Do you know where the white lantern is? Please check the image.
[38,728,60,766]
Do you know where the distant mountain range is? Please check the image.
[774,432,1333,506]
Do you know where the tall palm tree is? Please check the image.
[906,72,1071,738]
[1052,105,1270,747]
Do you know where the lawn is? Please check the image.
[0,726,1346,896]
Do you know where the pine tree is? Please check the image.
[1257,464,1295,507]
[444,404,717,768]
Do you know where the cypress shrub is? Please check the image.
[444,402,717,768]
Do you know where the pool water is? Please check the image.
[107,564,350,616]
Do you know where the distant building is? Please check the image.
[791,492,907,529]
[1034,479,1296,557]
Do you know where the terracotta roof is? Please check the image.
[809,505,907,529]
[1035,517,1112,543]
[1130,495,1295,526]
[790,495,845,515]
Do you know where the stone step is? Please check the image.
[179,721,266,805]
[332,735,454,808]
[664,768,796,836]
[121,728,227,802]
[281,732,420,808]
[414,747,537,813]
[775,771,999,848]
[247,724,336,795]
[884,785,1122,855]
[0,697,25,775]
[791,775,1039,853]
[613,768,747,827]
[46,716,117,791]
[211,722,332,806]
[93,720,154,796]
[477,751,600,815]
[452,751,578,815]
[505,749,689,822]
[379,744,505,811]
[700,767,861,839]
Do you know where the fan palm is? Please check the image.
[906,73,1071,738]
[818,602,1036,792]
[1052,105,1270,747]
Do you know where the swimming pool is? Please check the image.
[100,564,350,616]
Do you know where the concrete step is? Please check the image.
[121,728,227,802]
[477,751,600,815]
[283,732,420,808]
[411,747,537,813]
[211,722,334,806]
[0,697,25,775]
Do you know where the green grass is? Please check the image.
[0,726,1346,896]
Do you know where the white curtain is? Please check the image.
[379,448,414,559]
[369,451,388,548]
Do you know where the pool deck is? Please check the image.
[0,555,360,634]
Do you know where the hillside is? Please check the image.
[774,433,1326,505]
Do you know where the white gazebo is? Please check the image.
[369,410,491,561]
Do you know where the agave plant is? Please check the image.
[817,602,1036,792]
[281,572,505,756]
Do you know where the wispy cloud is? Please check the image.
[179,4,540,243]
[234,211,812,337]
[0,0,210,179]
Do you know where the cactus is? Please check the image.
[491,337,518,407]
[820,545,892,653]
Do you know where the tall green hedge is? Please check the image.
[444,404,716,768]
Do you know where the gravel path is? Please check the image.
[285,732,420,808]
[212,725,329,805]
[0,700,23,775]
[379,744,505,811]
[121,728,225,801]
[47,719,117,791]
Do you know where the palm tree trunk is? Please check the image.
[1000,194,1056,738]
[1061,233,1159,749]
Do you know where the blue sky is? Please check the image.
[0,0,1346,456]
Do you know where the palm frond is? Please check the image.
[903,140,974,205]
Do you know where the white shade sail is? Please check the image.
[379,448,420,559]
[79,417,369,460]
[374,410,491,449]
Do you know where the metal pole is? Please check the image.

____

> **WHAT THE TASK REQUIRES**:
Reproduce all rows above, substituting "Can you tell me where" for each occurrence of "Do you know where" and leaving every other character intact.

> **EXERCISE SOLUTION**:
Can you tell me where the white lantern is? Please check the image.
[38,728,60,766]
Can you tell me where the distant mountain range is? Please check the image.
[774,432,1333,506]
Can you tell me where the tall palm tree is? Please check the image.
[906,72,1071,738]
[1052,105,1270,747]
Can you tell me where the lawn is? Please check the image.
[0,726,1346,896]
Can you tell me where the pine tree is? Please check the image.
[1257,464,1295,507]
[444,404,717,768]
Can you tell me where the cypress shrub is? Please check the image.
[444,402,717,768]
Can you tell me where the pool water is? Please check the image.
[107,564,350,616]
Can you tell me where the distant building is? Please check the image.
[791,492,907,529]
[1034,479,1296,557]
Can you tell me where the terracotta roof is? Please check the image.
[809,505,907,529]
[1035,517,1112,543]
[1130,495,1295,526]
[790,495,845,515]
Can you tell me where the stone step is? Please check the image.
[179,721,266,805]
[332,735,454,808]
[664,768,796,836]
[121,728,227,802]
[281,732,420,808]
[414,747,537,813]
[775,771,999,848]
[247,724,336,795]
[884,785,1122,855]
[0,697,25,775]
[791,775,1039,853]
[613,768,747,827]
[46,716,117,791]
[211,722,332,806]
[93,720,154,796]
[477,751,600,815]
[452,751,578,815]
[505,749,689,822]
[379,744,505,811]
[700,767,861,839]
Can you tell me where the fan palm is? Please check the image.
[906,73,1071,738]
[818,602,1036,792]
[1052,105,1270,747]
Can you tell me where the swimming pool is? Please check the image.
[100,564,350,616]
Can you tell me where the concrete step is? Please check the image.
[121,728,227,802]
[477,751,600,815]
[283,732,420,808]
[411,747,537,813]
[211,722,334,806]
[0,697,25,775]
Can you tell me where the green grass is? Please check the image.
[0,726,1346,896]
Can you tell me where the white curtain is? Please check the image.
[379,448,414,559]
[369,451,388,548]
Can you tell me where the pool deck is? Please check the image.
[0,555,360,634]
Can you tell me where the hillside is? Please check the image.
[774,433,1326,505]
Can you tell me where the white gazebo is? Please check the image.
[369,410,491,561]
Can you tell me where the agave plant is? Please check the image.
[817,602,1036,792]
[281,572,505,756]
Can you tell me where the wispy cloud is? Please check the image.
[179,4,540,243]
[234,211,812,337]
[0,0,210,179]
Can you tell me where the cactus is? Please check the image.
[491,337,518,407]
[820,545,892,653]
Can you tell me where the tall green hedge is? Please check the image.
[444,404,716,768]
Can you tell me where the gravel path is? Please check the image.
[285,732,420,808]
[212,725,329,805]
[0,700,23,775]
[379,744,505,811]
[121,728,225,801]
[47,719,117,791]
Can you tell me where the palm tree trunk is? Please check the image.
[1000,194,1056,738]
[1061,233,1159,749]
Can you tell me where the blue sky is? Please check the image.
[0,0,1346,456]
Can you tell me where the palm frond is? Please check the image.
[903,140,974,205]
Can you tell me where the white shade sail is? Please check the image.
[379,448,420,559]
[79,417,369,460]
[374,410,491,449]
Can you tell me where the metal pole is? Please check the image.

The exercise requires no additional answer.